▸ CHECK YOUR UNDERSTANDING
(1) Please write out the part of the cervical spine injury text between "Dislocations of Atlantooccipital" and "must be disrupted.", inclusive.
(2) According to the cervical spine injury text, what does treatment of an atlantooccipital dislocation consist of?

▸ SOURCE EXTRACT
Distraction flexion lesion at C6-7
Anterior decompression and fusion, with or without internal fixation, are most often indicated for burst fractures of the cervical spine with documented compression of the neural elements by retropulsed bone or disc fragments and an incomplete neurological deficit

Combined anterior decompression and posterior fusion are indicated for patients who have severe instability and a significant neurocompressive pathological condition

Dislocations of Atlantooccipital Joint

Dislocations of the atlantooccipital joint are uncommon
The injury may be either anterior or posterior and usually is fatal. Davis et al., in an extensive study of fatal cranial spinal injuries, demonstrated that many spinal injuries occurred between the occiput and C3.

For this injury to occur, the alar and apical ligaments, the tectorial membrane, and the posterior atlantooccipital ligaments must be disrupted.

Fractures of the atlantooccipital joint may accompany the dislocation.
Although many patients die immediately of complete respiratory arrest caused by brainstem compression, there are reports in the literature of patients who survived this injury.

Treatment consists of reduction of the dislocation and stabilization of the atlantooccipital joint.

▸ Records from a data collection

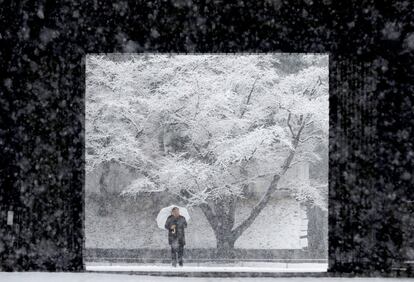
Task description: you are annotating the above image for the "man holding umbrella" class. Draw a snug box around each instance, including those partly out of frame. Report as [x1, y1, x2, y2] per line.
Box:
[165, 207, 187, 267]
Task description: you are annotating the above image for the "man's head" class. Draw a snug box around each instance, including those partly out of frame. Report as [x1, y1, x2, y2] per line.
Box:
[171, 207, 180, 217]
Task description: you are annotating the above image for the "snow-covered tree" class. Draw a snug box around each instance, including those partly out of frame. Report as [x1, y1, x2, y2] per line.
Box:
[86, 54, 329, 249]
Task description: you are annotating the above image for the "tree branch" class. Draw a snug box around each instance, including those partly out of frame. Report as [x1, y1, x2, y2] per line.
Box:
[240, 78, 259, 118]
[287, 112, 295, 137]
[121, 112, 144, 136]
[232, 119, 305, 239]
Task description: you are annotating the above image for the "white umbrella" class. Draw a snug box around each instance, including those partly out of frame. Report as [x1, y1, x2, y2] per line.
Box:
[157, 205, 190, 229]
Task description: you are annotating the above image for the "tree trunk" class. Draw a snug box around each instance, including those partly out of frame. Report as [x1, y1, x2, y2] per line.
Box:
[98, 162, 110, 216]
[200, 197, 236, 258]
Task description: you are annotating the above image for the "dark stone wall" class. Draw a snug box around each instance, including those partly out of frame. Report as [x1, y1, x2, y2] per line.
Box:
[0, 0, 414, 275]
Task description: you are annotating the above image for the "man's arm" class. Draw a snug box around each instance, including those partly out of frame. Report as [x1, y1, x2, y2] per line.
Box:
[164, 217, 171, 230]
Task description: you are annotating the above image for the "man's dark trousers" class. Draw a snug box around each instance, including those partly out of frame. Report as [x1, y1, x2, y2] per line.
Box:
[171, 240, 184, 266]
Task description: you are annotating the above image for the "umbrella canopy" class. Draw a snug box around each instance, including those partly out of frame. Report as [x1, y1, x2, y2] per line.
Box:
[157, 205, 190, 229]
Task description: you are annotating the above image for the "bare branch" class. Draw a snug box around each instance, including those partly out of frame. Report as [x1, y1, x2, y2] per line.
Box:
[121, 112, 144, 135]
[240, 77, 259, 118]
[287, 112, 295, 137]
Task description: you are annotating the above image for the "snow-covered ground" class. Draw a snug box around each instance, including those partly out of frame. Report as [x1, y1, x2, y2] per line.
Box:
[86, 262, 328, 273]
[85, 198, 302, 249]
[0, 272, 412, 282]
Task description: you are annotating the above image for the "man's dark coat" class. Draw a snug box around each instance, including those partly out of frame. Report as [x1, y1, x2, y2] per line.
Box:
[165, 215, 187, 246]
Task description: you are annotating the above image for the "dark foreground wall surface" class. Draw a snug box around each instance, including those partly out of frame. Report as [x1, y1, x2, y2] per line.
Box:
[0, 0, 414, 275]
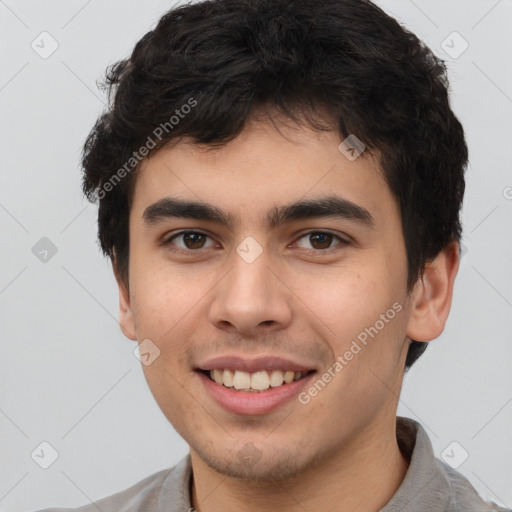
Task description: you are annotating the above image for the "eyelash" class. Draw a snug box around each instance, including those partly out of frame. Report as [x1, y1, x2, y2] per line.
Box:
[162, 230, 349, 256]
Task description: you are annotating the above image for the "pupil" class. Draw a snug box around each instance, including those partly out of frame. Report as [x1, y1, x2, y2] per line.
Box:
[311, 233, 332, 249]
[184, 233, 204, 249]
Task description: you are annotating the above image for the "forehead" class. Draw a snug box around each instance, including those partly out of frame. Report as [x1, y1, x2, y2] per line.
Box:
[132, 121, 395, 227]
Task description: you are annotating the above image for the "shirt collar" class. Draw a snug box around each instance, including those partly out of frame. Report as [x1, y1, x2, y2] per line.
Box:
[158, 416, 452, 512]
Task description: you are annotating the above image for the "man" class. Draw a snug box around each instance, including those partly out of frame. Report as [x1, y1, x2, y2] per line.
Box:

▸ TASK RESULTS
(1)
Dislocations of Atlantooccipital Joint

Dislocations of the atlantooccipital joint are uncommon
The injury may be either anterior or posterior and usually is fatal. Davis et al., in an extensive study of fatal cranial spinal injuries, demonstrated that many spinal injuries occurred between the occiput and C3.

For this injury to occur, the alar and apical ligaments, the tectorial membrane, and the posterior atlantooccipital ligaments must be disrupted.

(2) Reduction of the dislocation and stabilization of the atlantooccipital joint.